## What to produce
Rewrite every line of the records below, keeping the requests and adding -24 to each x and y coordinate in the answers. Omit the pictures.

Rows from a pointing dataset
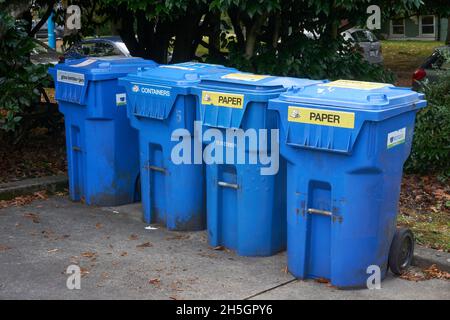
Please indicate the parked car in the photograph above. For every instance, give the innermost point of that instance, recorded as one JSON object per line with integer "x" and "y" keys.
{"x": 98, "y": 47}
{"x": 367, "y": 43}
{"x": 433, "y": 67}
{"x": 43, "y": 54}
{"x": 42, "y": 33}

## Exercise output
Please indicate the parked car in the photograph above. For every instance, give the innermost point of that instance, recorded as one JSON object per line with integer "x" and "y" keys.
{"x": 74, "y": 23}
{"x": 343, "y": 19}
{"x": 409, "y": 43}
{"x": 19, "y": 30}
{"x": 18, "y": 9}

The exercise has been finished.